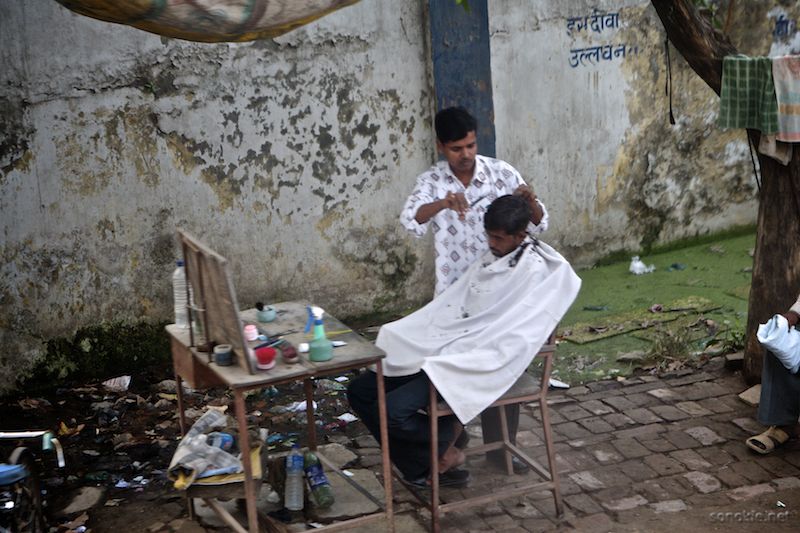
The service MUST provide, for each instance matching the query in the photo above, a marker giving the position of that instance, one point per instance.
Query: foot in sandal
(767, 441)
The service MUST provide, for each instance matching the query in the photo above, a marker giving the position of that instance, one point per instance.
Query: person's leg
(778, 407)
(409, 432)
(780, 395)
(492, 429)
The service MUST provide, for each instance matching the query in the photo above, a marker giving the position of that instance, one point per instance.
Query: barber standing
(452, 197)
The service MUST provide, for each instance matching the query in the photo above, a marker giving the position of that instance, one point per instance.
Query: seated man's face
(502, 243)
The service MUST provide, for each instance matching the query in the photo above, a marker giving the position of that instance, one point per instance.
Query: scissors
(477, 200)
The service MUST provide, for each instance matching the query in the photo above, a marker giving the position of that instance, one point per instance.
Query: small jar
(250, 333)
(223, 354)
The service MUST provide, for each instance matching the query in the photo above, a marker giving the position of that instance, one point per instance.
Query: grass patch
(716, 271)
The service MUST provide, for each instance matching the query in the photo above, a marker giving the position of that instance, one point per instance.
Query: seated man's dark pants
(493, 431)
(409, 430)
(780, 394)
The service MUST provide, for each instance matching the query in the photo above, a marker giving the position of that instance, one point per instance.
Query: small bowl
(267, 314)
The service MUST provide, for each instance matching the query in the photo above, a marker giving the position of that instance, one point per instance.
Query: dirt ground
(122, 443)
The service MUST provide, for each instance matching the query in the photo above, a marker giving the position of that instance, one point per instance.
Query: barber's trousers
(780, 394)
(409, 430)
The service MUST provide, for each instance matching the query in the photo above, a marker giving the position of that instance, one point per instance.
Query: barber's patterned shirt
(458, 243)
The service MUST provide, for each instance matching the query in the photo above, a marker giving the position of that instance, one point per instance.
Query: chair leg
(501, 409)
(433, 417)
(551, 456)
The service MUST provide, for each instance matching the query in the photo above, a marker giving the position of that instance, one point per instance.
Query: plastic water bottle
(318, 481)
(220, 440)
(179, 293)
(293, 497)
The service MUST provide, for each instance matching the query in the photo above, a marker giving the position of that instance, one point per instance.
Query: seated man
(779, 406)
(473, 342)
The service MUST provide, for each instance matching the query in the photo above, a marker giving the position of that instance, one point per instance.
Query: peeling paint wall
(290, 157)
(293, 156)
(591, 133)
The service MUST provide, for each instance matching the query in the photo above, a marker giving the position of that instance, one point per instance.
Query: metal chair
(527, 389)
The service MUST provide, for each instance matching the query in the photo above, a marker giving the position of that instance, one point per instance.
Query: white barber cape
(477, 337)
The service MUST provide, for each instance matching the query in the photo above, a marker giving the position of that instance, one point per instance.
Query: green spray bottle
(320, 348)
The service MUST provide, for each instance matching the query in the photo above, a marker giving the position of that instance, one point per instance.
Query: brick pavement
(633, 451)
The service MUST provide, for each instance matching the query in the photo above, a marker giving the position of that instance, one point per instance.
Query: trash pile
(120, 435)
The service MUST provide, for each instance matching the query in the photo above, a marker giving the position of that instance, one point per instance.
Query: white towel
(786, 76)
(782, 341)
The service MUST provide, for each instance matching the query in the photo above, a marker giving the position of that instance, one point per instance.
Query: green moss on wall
(101, 352)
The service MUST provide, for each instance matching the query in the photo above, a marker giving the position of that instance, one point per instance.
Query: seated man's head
(456, 137)
(505, 223)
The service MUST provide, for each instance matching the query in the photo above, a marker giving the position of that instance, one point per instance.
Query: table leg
(387, 466)
(244, 446)
(179, 395)
(308, 385)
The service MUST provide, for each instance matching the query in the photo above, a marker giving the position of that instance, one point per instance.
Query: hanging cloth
(747, 98)
(209, 21)
(786, 73)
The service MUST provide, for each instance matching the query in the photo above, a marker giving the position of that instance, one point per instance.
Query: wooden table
(194, 368)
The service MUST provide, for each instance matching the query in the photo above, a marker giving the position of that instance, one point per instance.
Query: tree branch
(698, 42)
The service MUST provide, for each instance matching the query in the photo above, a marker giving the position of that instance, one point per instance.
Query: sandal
(769, 440)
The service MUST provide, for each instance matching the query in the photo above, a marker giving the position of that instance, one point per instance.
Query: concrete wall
(594, 138)
(290, 157)
(293, 157)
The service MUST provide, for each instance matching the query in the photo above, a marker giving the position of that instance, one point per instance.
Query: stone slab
(752, 395)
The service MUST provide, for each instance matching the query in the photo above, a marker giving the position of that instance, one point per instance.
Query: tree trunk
(776, 263)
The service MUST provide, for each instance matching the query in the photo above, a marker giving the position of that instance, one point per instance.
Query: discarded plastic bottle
(179, 293)
(293, 497)
(318, 481)
(221, 440)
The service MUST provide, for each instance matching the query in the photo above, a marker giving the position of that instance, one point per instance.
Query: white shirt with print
(458, 243)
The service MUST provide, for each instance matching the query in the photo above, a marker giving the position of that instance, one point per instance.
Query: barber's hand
(527, 194)
(457, 202)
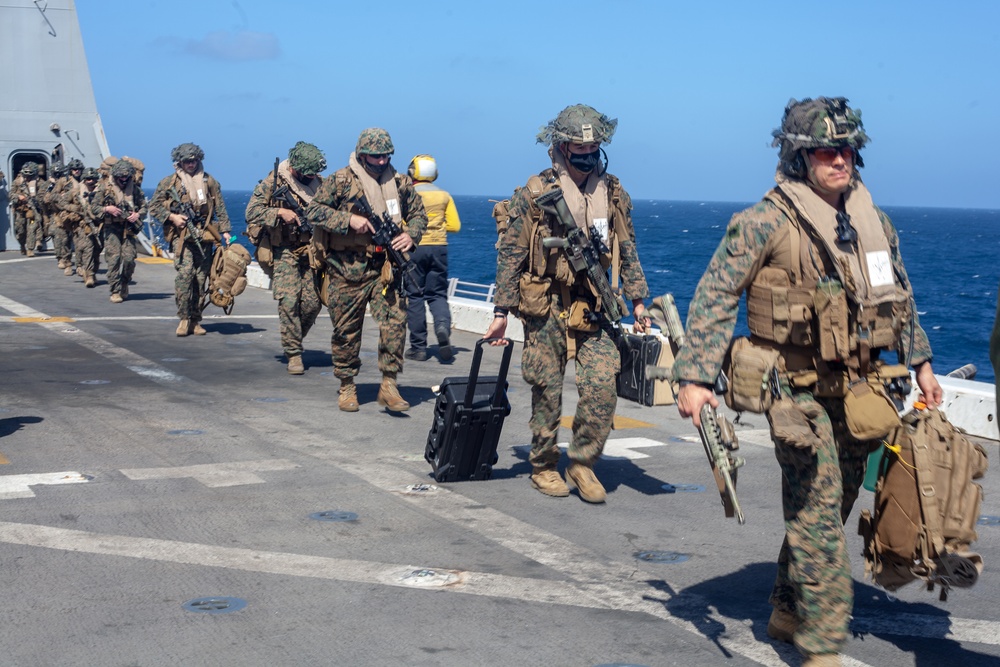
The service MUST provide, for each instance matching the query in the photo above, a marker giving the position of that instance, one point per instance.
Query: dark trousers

> [YOUR INSTRUCTIONS]:
What you write should match, word for word, the lines from the one containing "Query: wooden table" to the end of the listing, with both ends kept and the pictures left out.

> [YOUR SOLUTION]:
Query: wooden table
(194, 368)
The service MUST provide, for each instance matching the query in the photo above, a marker giving the position of that instance, one point per instance.
Query: tree branch
(698, 42)
The service MUST provide, for each instance matching the query in the photo above, a marker giving the position of that instance, one point per instance.
Query: sandal
(769, 440)
The service MUST provide, for each instance matching the query in the photo above, a marker giving the position of that instance, one point per instance.
Query: concrete wall
(594, 138)
(290, 157)
(293, 157)
The service MUST provide, for each instance matching the query in the photo above, a marker giving the position of that instance, one point per instance.
Query: stone slab
(752, 395)
The service MUST provide, for each instance matching the query in the photo above, a marker giving the position of that instance, one point per instance.
Query: tree trunk
(776, 263)
The service MUST provide, for each instance matching the query in the photo above, a marker giving the position of that instance, one point per instance.
Query: discarded plastic bottle
(179, 293)
(293, 497)
(318, 481)
(221, 440)
The service MUST provide, for each instance matching the query in the photo above, a marker giving the position of that instance, one point per instance.
Query: white shirt with print
(458, 243)
The service MUST provide, for each instance matching the query in the photo above, a marker giving the position of that instance, one point per instance.
Query: barber's hand
(527, 194)
(457, 202)
The service MUST provide, for each instance matching the query in the photo above, a marker giving the position of that instance, one point per instance.
Query: dark trousers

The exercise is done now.